INSTRUCTIONS:
**A)** From the Baltimore water bill article, extract everything from "For the bill" down to "with no explanation.".
**B)** According to the Baltimore water bill article, what total did the August bill bring Dunlap's balance to?

PASSAGE SHOWN:
* Begin *

Things were going smoothly for Amanda Dunlap the first year and a half after she bought a house in Northeast Baltimore. Then, she got a shocking bill in the mail.
For the bill covering November 2020, the city charged her $33 for water use at the property, which she rents out. It was $66 for the next month. Come February, the bill for the last month shot up to $61,338 — with no explanation.
“I don’t have that type of money,” said Dunlap, 30, a nurse at Johns Hopkins Bayview.
It took eight months to get answers. While the city’s Department of Public Works conducted an investigation into the claims of astronomical water consumption, her bill continued to pile up, with Dunlap on the hook for thousands more dollars each month. The August bill brought the total to $85,325.
Baltimore Public Works spokesman James Bentley II said the department finally determined there was a water “equipment failure” at Dunlap’s property and “the meter was reporting in error.”
The department replaced her meter Wednesday, the day after it received questions from a Baltimore Sun reporter. Dunlap found out about the meter being replaced from the reporter, receiving confirmation from a customer service agent a day later.
“We will monitor usage on the account for the next 2 weeks to ensure the new equipment is reading and reporting properly,” Bentley said in an email. “After that point, we will work with the customer to ensure her bill is adjusted to reflect an accurate amount due.”

* End *

SUPPLIED MATERIAL:
* Begin *

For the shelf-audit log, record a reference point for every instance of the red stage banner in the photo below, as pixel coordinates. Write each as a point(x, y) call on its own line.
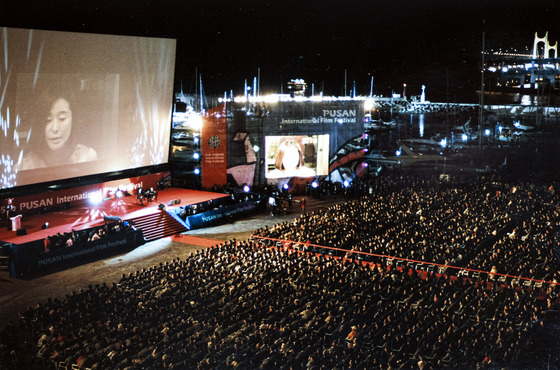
point(30, 204)
point(214, 148)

* End *

EXERCISE SOLUTIONS:
**A)**
For the bill covering November 2020, the city charged her $33 for water use at the property, which she rents out. It was $66 for the next month. Come February, the bill for the last month shot up to $61,338 — with no explanation.

**B)** $85,325